►

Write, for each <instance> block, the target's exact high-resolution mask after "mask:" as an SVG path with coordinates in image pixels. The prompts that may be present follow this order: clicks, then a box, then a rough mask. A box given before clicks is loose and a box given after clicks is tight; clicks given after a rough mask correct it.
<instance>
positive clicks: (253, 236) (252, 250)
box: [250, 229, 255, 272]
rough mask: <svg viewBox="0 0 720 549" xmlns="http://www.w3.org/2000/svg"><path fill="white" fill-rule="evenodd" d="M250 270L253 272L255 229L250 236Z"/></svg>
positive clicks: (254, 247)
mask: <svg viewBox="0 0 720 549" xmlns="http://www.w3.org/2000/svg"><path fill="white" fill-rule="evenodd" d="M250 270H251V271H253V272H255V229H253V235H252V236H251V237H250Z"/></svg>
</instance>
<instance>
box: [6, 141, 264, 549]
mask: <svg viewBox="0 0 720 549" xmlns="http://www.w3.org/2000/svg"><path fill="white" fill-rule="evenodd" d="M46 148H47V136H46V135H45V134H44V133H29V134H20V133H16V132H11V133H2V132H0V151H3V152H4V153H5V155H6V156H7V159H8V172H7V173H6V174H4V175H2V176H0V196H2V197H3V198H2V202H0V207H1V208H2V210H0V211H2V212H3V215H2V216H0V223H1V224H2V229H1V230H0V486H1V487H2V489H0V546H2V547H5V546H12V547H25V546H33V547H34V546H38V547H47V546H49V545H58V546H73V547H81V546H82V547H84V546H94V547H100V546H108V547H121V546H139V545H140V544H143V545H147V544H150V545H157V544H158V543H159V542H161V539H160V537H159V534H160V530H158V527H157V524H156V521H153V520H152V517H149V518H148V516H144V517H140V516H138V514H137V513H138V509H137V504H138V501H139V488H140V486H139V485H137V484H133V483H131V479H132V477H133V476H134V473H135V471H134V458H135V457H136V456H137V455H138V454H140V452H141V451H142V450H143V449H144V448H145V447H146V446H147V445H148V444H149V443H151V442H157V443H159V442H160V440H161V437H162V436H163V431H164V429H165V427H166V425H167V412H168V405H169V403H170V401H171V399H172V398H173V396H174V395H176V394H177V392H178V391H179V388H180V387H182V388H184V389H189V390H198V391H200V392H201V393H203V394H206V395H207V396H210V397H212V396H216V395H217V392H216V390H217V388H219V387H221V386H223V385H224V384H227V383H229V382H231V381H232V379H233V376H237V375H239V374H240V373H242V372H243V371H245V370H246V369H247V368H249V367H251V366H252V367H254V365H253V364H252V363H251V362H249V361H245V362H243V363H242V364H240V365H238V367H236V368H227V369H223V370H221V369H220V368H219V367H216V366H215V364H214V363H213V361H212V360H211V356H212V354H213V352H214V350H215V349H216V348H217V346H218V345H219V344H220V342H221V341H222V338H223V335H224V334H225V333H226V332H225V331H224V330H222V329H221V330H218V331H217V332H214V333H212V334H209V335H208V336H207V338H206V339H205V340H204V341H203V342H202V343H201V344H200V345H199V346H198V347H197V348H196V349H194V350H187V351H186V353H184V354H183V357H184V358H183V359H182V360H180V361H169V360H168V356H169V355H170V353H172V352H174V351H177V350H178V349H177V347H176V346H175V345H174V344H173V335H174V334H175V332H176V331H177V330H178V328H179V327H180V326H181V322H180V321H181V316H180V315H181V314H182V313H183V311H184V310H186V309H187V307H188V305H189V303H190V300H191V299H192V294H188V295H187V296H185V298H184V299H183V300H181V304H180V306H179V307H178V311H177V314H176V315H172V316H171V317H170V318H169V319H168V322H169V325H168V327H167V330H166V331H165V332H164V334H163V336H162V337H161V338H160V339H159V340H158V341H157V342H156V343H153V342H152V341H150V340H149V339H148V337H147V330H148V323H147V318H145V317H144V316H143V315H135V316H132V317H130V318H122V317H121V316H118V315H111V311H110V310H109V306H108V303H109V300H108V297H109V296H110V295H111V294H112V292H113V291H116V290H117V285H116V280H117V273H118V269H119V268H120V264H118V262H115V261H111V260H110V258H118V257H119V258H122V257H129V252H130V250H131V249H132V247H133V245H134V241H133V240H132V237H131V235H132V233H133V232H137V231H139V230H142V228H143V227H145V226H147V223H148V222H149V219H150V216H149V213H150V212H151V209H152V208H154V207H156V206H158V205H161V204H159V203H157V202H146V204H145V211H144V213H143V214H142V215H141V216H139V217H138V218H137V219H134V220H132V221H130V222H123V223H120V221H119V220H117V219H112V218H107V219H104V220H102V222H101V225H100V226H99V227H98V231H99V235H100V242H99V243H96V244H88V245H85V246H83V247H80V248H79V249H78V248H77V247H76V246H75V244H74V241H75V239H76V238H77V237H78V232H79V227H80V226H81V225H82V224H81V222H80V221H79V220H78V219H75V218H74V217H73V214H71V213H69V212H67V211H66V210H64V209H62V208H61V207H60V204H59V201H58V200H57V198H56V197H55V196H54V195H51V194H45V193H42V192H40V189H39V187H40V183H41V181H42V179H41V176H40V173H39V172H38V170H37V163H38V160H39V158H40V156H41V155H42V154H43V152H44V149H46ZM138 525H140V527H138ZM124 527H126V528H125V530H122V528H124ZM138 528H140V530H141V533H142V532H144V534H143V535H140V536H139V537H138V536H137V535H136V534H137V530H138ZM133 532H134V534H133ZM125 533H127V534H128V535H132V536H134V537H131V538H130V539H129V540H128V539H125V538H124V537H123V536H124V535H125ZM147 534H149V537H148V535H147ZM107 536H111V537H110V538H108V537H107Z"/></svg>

◄

▸ **Work task**
An identical copy of the preceding records should be returned.

▸ **Task answer**
Write, for each <instance> block, the target's exact high-resolution mask after "mask:" as an SVG path with coordinates in image pixels. The prompts that may be present follow this order: clicks, then a box, then a rough mask. A box given before clicks is loose and a box given after clicks is tight; clicks given after a rough mask correct it.
<instance>
positive clicks: (253, 236) (252, 250)
box: [250, 229, 255, 272]
rough mask: <svg viewBox="0 0 720 549" xmlns="http://www.w3.org/2000/svg"><path fill="white" fill-rule="evenodd" d="M250 270L253 272L255 229L250 236Z"/></svg>
positive clicks: (254, 247)
mask: <svg viewBox="0 0 720 549" xmlns="http://www.w3.org/2000/svg"><path fill="white" fill-rule="evenodd" d="M250 270H251V271H253V272H255V229H253V235H252V236H251V237H250Z"/></svg>
</instance>
<instance>
box: [6, 141, 264, 549]
mask: <svg viewBox="0 0 720 549" xmlns="http://www.w3.org/2000/svg"><path fill="white" fill-rule="evenodd" d="M46 148H47V136H46V135H45V134H44V133H29V134H20V133H16V132H11V133H2V132H0V151H3V152H4V153H5V155H6V156H7V159H8V172H7V173H6V174H4V175H2V176H0V196H2V197H3V198H2V202H0V207H1V208H2V210H0V211H2V212H3V215H2V216H0V223H1V224H2V229H1V230H0V486H1V487H2V489H0V546H2V547H5V546H12V547H25V546H33V547H34V546H38V547H47V546H49V545H58V546H73V547H81V546H82V547H84V546H94V547H100V546H108V547H121V546H139V545H140V544H143V545H147V544H150V545H157V544H158V543H159V542H161V539H160V537H159V534H160V530H158V527H157V524H156V521H153V520H152V517H149V518H148V516H144V517H140V516H138V514H137V513H138V509H137V504H138V501H139V488H140V486H139V485H137V484H133V483H131V479H132V477H133V476H134V473H135V471H134V458H135V457H136V456H137V455H138V454H140V452H141V451H142V450H143V449H144V448H145V447H146V446H147V445H148V444H149V443H151V442H157V443H159V442H160V440H161V437H162V436H163V431H164V429H165V427H166V425H167V412H168V405H169V403H170V401H171V399H172V398H173V396H174V395H176V394H177V392H178V391H179V388H180V387H182V388H184V389H189V390H198V391H200V392H201V393H203V394H206V395H207V396H210V397H212V396H216V395H217V392H216V390H217V388H219V387H221V386H223V385H224V384H227V383H229V382H231V381H232V379H233V376H237V375H239V374H240V373H242V372H243V371H245V370H246V369H247V368H249V367H251V366H252V367H254V365H253V364H252V363H251V362H249V361H245V362H243V363H242V364H240V365H238V367H236V368H227V369H223V370H221V369H220V368H219V367H216V366H215V364H214V363H213V361H212V360H211V356H212V354H213V352H214V350H215V349H216V348H217V346H218V345H219V344H220V342H221V341H222V338H223V335H224V334H225V333H226V332H225V331H224V330H222V329H221V330H218V331H217V332H214V333H212V334H209V335H208V336H207V338H206V339H205V340H204V341H203V342H202V343H201V344H200V345H199V346H198V347H197V348H196V349H194V350H187V351H186V353H184V354H183V357H184V358H183V359H182V360H180V361H169V360H168V356H169V355H170V353H172V352H174V351H177V350H178V349H177V347H176V346H175V345H174V344H173V335H174V334H175V332H176V331H177V330H178V328H179V327H180V326H181V322H180V321H181V316H180V315H181V314H182V313H183V311H184V310H186V309H187V307H188V305H189V303H190V300H191V299H192V294H188V295H187V296H185V298H184V299H183V300H181V304H180V306H179V307H178V311H177V314H176V315H172V316H171V317H170V318H169V319H168V322H169V325H168V327H167V330H166V331H165V332H164V334H163V336H162V337H161V338H160V339H159V340H158V341H157V342H156V343H153V342H152V341H150V340H149V339H148V337H147V330H148V323H147V318H145V317H144V316H143V315H135V316H132V317H130V318H122V317H121V316H118V315H111V311H110V310H109V306H108V303H109V300H108V297H109V296H110V295H111V294H112V292H113V291H116V290H117V285H116V280H117V273H118V269H119V268H120V264H118V262H115V261H111V260H110V258H118V257H119V258H122V257H129V252H130V250H131V249H132V247H133V245H134V241H133V240H132V237H131V235H132V233H133V232H137V231H139V230H142V228H143V227H145V226H147V223H148V222H149V219H150V216H149V213H150V212H151V209H152V208H154V207H156V206H158V205H161V204H159V203H157V202H146V204H145V211H144V213H143V214H142V215H141V216H139V217H138V218H137V219H134V220H132V221H130V222H123V223H120V221H119V220H117V219H112V218H107V219H104V220H102V222H101V225H100V226H99V227H98V231H99V235H100V242H99V243H96V244H88V245H85V246H83V247H80V248H79V249H78V248H77V247H76V246H75V244H74V241H75V239H76V238H77V237H78V232H79V227H80V226H81V225H82V224H81V222H80V221H79V220H78V219H75V218H74V217H73V214H71V213H69V212H67V211H66V210H64V209H62V208H61V207H60V204H59V201H58V200H57V198H56V197H55V196H54V195H51V194H45V193H42V192H40V189H39V187H40V183H41V181H42V179H41V176H40V173H39V172H38V170H37V163H38V160H39V158H40V156H41V155H42V154H43V152H44V149H46ZM138 525H140V527H138ZM124 527H126V528H125V530H122V528H124ZM138 528H140V530H141V533H142V532H144V534H143V535H140V536H139V537H138V536H137V535H136V534H137V530H138ZM133 532H134V534H133ZM125 533H127V534H128V535H132V536H134V537H131V538H130V539H129V540H128V539H125V538H124V537H123V536H124V535H125ZM147 534H149V537H148V535H147ZM107 536H111V537H110V538H108V537H107Z"/></svg>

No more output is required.